**SELECTION:**
——

Here Master's Voice, 2016

acrylic and oil on canvas, 40" x 32"

photograph courtesy of Julie Curtiss

Brigitte Mulholland with Julie Curtiss

November 2nd, 2017

BM: You’ve had some exciting shows recently!

 

JC: Yes, there was a big group show about female surrealism. The older generation—Louise Bourgeois to Dorothea Tanning. The newest generation of surrealist painters was in it too—a little bit of me, Loie Hollowell, and Sascha Braunning. Thirty to Forty artists were in it, so it was a big show. I was so excited when I heard about it: “White Cube?! Am I reading this correctly?!” I couldn’t believe it. It was really exciting. I’m really excited. I’m also excited about my show at 106 Greene that ends November 5th.

 

BM: Amazing! I really like the food paintings that you’ve been doing. They’re really interesting. I love this tart.

Another Piece of Pie, 2017

Acrylic and oil on panel, 24" x 36"

photograph courtesy of Julie Curtiss

JC: Yeah, I tend to do more anthropomorphized things. I objectify women and anthropomorphize objects—like the fish or the tart. I think it relates to what I’ve been working on, which is the body. I used to paint more internal landscapes. The paintings were imaginary worlds and included lots of guts. I really love them. I don’t know if you know my older work? But I felt like I had to transition and start to paint the outside world. I choose objects that give you a door to enter the inside world of the body. The paintings are still very stylized and imaginary, but more about the body now—inside and outside. Food for example, is what you put inside your body to process nourishments. The tart also sort of looks like a slice of vagina.

 

BM: Yes! That is totally where it went with the tart. The hair is very present in it too.

 

JC: Exactly. I’m trying to make it look strange. So shape-wise, I think I’m going to actually do a few paintings like the one of the tart. There are a few things I’m not happy about with this one. But that’s ok. From one painting to another, it will evolve. I'll try to improve on the concept in the next one.

——

**WHAT THIS EXERCISE ASKS:**
- a) Which artists other than Julie Curtiss herself does she name in the interview as part of the group show on female surrealism?
- b) Can you extend the interview with Julie Curtiss past its final sentence?

——

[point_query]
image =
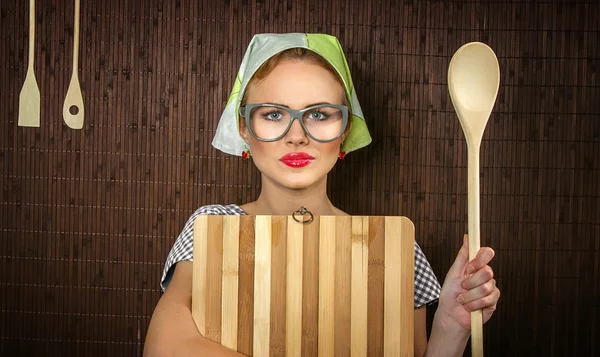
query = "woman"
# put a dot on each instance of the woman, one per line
(305, 76)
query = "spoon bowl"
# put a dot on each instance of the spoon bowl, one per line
(473, 81)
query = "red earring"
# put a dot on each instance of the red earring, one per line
(246, 154)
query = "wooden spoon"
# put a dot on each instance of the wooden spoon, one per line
(29, 99)
(473, 80)
(73, 111)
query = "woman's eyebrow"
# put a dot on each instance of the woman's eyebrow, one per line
(310, 105)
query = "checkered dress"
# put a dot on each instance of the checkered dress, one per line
(427, 287)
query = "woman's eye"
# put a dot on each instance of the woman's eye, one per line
(317, 116)
(274, 115)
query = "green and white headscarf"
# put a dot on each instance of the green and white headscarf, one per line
(261, 48)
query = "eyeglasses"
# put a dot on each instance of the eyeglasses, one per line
(270, 122)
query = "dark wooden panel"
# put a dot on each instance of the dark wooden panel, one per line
(88, 217)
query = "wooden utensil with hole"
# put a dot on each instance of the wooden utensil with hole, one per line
(473, 81)
(29, 99)
(73, 110)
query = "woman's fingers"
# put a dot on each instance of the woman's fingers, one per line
(483, 257)
(481, 276)
(486, 303)
(480, 292)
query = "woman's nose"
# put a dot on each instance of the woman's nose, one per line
(296, 134)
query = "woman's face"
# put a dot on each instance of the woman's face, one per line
(296, 85)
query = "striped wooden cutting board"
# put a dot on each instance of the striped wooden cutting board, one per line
(337, 286)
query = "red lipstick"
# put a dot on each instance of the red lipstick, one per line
(297, 159)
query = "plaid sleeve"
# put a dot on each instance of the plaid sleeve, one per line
(427, 287)
(183, 248)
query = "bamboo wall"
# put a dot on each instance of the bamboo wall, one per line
(88, 216)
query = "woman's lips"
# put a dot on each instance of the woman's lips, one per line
(297, 159)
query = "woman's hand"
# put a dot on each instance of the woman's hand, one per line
(469, 286)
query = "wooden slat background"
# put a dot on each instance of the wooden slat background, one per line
(88, 217)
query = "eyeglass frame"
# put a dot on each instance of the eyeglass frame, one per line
(245, 111)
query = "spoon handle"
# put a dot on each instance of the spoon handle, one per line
(474, 240)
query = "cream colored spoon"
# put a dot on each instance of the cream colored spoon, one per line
(73, 111)
(473, 81)
(29, 99)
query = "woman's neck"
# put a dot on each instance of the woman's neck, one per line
(278, 200)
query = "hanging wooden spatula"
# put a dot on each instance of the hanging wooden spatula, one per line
(29, 99)
(473, 81)
(73, 111)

——

**RESULTS OF THE EXERCISE:**
- a) Louise Bourgeois, Dorothea Tanning, Loie Hollowell, Sascha Braunning

- b)
 

BM: Yeah, perfect starts don’t usually happen.

 

JC: I have stopped wanting to make a piece that says it all. You know? Sometimes making mistakes is important. If you try to put everything into one painting, that’s when you get stuck. You can never remain at the same level. You have to evolve. The stakes are too high, so you can never achieve your ambitions otherwise. This painting is imperfect in its own way, but I’m going to try to say something new in the next one that I couldn’t with the first one.

Funeral, 2017

acrylic and oil on canvas, 30" x 40"

photograph courtesy of Julie Curtiss

BM: Your work is so precise. I love it because they’re so feminine, but also a little bit sinister. Like that slice with the sharp edge of the spatula; it’s so sexual. And even the tart itself, like we mentioned earlier.

 

JC: Would you say aggressive?

 

BM: No I wouldn’t say aggressive. Sinister I think is the right word. But not in a bad way.

 

JC: People often say that the hands I make aren’t feminine hands. There’s something masculine about them—kind of fleshy or claw-like. I represent women, but there are always masculine elements in the women. So there is masculinity in my work.

 

BM: My personal reaction to your work is always that you present a kind of femininity that allows women to be masculine. They’re beautiful paintings, but the women have an edge. I think that’s sort of rare in paintings by women to be honest.

 

JC: It’s funny because Clint [my husband] came into the studio once, and saw the beginning of Funeral. And he said, “Is it going to be a feminist painting?” There’s a naked woman and she’s sandwiched between two dressed men; and he felt like she was showing something wrong or vulnerable by trying to hide her body.

 

BM: Well sure, but that is a classic Venus—hiding but still showing.

 

JC: Yes, and it’s actually after a Courbet painting. It’s a mix of two paintings. The Painters’ Studio—with the woman naked like this and all the dressed men nearby because she’s a model. But I mixed it with another painting from Courbet, A Burial at Ormans. I don’t know, she’s like some kind of… I think it’s kind of psychological. Vulnerable women are not weak women, you know? I’m just showing different sides. That side exists in me, you know? Whether we like it or not, that side exists in me.

 

BM: Yeah you make it complicated and nuanced because women are complicated; being a woman is complicated. Do you look at Courbet a lot? My favorite painting of yours is the one my friend Ed bought, and that’s after Origine du monde.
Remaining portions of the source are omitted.